▶ Exercise description
How many lines in the rows below contain the string "window"? Reply with the number only.

──────── Data supplied

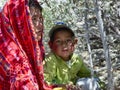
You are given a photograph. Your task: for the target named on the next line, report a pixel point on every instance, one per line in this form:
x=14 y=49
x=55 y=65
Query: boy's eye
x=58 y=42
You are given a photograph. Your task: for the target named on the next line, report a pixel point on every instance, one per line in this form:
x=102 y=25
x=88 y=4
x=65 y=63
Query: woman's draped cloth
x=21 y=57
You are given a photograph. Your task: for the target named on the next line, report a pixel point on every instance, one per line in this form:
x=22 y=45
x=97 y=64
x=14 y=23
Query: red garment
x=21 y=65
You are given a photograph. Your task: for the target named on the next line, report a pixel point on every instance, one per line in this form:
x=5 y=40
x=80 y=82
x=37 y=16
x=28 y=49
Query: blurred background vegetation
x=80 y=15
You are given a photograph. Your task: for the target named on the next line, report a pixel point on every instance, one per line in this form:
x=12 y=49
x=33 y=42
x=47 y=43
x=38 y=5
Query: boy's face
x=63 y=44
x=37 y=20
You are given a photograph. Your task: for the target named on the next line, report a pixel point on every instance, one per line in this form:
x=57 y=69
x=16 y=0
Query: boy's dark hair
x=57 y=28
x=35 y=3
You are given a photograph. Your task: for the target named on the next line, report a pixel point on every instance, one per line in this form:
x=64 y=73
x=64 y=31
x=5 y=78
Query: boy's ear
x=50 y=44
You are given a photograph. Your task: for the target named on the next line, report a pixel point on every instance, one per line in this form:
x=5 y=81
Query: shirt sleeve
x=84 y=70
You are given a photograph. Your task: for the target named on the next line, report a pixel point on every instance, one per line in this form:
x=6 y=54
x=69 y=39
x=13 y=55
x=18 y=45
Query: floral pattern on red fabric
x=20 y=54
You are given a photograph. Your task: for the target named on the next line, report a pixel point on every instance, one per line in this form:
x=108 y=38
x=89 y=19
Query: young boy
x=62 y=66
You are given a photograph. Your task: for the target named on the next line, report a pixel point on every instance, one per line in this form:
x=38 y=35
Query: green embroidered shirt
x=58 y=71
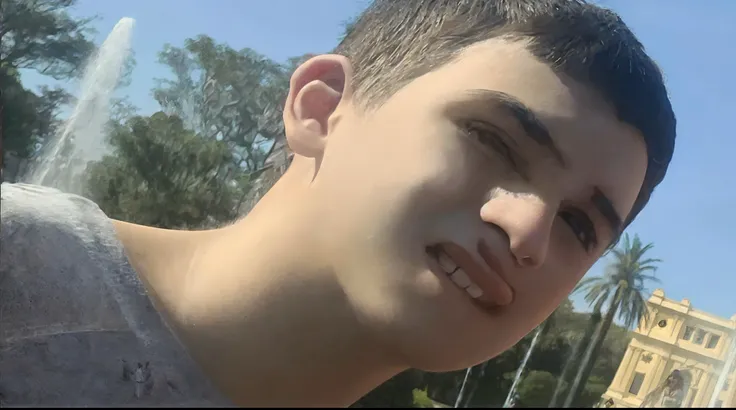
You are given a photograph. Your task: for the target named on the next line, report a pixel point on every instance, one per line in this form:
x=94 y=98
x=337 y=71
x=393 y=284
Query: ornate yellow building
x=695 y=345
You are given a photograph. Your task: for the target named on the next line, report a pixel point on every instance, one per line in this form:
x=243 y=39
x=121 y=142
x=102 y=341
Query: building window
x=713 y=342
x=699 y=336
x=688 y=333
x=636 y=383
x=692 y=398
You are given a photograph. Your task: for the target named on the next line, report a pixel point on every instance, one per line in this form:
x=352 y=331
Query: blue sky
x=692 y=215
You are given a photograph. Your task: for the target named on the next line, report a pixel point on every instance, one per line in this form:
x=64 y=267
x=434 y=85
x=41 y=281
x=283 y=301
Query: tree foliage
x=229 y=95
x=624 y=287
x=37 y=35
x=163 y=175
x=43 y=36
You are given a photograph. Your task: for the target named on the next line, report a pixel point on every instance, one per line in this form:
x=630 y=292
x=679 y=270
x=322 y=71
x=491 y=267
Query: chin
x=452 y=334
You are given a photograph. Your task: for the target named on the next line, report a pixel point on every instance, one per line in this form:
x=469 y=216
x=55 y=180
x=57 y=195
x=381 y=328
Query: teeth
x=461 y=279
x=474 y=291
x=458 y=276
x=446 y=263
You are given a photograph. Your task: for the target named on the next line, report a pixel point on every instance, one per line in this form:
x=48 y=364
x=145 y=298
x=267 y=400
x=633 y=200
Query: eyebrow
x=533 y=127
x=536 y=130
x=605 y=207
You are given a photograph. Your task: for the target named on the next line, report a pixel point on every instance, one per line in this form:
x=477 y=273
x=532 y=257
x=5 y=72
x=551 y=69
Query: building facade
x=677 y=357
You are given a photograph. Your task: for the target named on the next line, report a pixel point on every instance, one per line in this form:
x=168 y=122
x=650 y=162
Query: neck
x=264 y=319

────────────────
──────── Data supplied

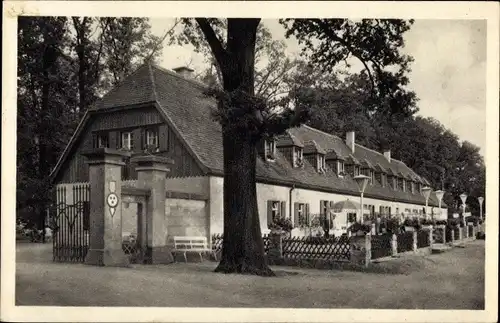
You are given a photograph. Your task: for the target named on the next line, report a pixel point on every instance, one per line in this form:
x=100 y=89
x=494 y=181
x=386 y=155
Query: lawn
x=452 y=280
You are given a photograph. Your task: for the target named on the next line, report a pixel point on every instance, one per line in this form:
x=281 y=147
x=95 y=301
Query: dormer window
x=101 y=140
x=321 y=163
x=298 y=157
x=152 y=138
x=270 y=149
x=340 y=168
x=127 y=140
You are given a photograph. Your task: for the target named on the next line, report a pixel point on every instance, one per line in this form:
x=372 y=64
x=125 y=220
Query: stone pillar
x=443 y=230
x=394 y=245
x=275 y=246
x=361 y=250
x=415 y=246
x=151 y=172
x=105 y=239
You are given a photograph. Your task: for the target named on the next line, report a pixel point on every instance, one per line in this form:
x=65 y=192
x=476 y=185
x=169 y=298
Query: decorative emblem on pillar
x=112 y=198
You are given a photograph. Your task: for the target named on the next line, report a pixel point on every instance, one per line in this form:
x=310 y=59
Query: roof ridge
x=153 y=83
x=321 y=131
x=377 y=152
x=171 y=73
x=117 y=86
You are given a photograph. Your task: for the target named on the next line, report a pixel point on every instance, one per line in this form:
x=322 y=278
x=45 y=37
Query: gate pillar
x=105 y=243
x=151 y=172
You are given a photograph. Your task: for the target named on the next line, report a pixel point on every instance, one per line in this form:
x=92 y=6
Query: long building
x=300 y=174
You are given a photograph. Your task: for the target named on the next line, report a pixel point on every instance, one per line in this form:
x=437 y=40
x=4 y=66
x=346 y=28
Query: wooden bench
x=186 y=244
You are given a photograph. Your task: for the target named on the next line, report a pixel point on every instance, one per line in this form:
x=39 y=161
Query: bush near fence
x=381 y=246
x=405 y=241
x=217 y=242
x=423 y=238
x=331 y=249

────────────────

▶ Task result
2